**WORK ITEM:**
Would you tally how many lines in the records include the word "gray"? Reply with the number only.

(Natural-language object grounding data)
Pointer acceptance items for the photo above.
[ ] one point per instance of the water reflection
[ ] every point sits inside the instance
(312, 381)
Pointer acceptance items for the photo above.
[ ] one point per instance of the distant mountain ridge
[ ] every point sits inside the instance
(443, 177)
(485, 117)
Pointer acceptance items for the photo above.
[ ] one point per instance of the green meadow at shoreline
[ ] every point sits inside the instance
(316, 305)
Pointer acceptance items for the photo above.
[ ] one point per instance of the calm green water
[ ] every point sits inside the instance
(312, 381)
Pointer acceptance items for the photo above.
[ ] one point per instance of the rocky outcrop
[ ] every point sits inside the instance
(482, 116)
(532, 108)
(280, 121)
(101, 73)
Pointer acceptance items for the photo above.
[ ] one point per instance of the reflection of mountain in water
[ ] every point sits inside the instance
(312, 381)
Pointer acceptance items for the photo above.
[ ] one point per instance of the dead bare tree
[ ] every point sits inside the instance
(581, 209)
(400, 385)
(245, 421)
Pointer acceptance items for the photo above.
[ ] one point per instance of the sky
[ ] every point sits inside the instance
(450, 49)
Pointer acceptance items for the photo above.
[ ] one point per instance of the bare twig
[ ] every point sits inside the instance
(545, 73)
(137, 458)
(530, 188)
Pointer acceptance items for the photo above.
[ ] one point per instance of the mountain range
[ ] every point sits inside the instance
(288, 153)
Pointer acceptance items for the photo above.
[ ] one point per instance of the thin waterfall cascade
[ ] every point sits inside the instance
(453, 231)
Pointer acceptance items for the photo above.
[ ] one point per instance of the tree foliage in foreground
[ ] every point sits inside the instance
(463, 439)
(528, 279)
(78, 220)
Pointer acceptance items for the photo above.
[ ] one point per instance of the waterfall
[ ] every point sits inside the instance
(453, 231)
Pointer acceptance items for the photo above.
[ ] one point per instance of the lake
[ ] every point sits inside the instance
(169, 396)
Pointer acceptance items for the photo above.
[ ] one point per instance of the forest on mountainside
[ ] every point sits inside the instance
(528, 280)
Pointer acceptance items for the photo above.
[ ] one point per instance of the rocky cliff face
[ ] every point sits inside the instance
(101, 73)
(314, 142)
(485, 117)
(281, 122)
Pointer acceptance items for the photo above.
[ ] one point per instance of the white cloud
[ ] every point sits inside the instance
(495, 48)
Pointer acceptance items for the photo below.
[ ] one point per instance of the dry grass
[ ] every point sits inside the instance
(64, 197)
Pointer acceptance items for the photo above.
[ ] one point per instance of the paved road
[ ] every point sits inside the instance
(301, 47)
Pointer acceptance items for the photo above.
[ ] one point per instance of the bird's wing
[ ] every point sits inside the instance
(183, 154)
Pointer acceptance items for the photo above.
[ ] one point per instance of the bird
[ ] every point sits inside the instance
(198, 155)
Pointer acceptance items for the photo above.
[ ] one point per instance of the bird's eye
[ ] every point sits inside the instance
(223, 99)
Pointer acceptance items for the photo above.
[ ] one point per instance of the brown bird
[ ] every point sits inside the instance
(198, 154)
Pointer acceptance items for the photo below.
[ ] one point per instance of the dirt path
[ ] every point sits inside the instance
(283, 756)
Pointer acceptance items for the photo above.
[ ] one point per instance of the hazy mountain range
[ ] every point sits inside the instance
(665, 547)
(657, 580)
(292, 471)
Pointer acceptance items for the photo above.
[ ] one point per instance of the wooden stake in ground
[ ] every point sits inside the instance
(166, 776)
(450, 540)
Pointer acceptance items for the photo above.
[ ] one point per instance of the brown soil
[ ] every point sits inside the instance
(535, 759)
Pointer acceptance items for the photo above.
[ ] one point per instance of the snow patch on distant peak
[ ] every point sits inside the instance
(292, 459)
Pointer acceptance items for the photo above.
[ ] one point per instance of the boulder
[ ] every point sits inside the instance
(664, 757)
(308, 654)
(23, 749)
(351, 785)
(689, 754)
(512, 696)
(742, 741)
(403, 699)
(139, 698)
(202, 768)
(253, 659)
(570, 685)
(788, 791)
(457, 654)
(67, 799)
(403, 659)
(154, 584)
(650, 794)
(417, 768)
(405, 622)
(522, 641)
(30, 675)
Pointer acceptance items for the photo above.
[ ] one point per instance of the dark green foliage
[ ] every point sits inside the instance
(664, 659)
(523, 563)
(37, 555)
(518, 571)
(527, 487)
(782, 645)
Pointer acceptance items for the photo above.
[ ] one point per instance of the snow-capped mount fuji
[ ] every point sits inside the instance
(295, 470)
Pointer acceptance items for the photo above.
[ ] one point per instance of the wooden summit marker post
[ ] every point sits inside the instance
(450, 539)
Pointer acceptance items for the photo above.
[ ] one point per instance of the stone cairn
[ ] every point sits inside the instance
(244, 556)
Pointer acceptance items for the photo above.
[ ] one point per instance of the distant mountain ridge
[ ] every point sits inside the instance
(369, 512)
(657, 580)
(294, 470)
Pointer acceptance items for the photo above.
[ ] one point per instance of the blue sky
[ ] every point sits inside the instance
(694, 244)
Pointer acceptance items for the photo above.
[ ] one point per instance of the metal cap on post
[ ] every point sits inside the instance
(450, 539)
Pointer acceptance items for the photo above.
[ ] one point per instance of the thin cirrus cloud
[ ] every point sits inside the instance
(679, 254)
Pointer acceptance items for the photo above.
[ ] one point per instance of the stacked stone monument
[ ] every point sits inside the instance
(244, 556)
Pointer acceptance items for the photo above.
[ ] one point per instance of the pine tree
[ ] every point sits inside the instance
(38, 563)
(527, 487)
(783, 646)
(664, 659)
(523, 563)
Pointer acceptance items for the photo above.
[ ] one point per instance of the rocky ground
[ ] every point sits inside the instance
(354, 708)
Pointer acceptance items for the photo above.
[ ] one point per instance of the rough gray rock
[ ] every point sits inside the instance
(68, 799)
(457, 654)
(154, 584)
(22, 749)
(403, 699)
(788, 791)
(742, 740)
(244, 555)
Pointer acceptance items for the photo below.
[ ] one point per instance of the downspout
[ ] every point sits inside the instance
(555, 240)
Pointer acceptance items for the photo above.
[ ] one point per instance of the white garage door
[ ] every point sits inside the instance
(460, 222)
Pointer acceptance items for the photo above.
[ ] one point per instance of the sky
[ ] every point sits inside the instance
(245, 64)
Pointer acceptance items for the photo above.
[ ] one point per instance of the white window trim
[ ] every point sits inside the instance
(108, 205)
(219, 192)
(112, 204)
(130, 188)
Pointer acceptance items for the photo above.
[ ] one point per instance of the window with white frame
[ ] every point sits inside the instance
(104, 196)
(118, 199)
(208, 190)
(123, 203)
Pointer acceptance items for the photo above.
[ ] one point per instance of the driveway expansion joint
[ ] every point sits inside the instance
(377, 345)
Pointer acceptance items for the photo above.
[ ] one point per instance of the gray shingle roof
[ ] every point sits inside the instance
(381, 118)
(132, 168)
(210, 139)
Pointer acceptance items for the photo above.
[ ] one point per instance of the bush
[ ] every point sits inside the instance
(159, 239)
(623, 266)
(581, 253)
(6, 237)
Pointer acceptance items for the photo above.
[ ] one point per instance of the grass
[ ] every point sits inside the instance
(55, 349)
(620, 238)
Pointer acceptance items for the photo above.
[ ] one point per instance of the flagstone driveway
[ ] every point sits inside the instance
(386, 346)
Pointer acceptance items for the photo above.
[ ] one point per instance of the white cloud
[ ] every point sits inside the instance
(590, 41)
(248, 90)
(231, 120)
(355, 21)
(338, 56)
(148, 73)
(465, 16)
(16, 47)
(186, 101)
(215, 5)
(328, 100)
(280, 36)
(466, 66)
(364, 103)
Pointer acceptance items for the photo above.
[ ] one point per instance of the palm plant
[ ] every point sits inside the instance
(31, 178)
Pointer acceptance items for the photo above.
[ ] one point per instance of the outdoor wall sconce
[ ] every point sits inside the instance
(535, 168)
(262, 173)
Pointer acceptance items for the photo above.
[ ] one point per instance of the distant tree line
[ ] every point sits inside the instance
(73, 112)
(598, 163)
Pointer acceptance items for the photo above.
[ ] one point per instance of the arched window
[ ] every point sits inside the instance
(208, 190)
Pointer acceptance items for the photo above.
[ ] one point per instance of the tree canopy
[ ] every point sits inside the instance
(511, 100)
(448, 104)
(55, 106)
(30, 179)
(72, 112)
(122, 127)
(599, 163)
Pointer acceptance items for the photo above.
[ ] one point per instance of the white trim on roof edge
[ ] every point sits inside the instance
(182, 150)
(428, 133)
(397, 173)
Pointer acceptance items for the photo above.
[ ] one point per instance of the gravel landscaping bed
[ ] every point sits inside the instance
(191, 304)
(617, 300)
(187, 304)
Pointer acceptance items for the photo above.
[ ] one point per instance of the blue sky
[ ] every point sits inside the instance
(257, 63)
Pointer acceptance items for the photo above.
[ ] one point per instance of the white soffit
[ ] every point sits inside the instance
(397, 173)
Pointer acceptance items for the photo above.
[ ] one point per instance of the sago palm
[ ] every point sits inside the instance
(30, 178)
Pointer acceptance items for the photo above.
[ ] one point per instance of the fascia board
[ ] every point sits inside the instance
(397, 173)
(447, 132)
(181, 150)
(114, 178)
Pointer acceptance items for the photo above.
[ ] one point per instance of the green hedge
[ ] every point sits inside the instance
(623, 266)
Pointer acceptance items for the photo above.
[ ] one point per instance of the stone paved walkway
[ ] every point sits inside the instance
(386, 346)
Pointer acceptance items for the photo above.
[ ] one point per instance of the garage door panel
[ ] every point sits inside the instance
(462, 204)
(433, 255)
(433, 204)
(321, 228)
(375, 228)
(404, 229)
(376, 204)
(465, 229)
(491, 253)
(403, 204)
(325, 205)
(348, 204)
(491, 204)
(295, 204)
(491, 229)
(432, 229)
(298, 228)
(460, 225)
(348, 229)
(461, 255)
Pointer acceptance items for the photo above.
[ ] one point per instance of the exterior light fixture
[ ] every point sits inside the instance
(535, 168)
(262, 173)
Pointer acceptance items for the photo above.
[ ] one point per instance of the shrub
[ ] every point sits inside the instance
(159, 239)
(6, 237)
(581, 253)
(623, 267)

**TASK ANSWER:**
2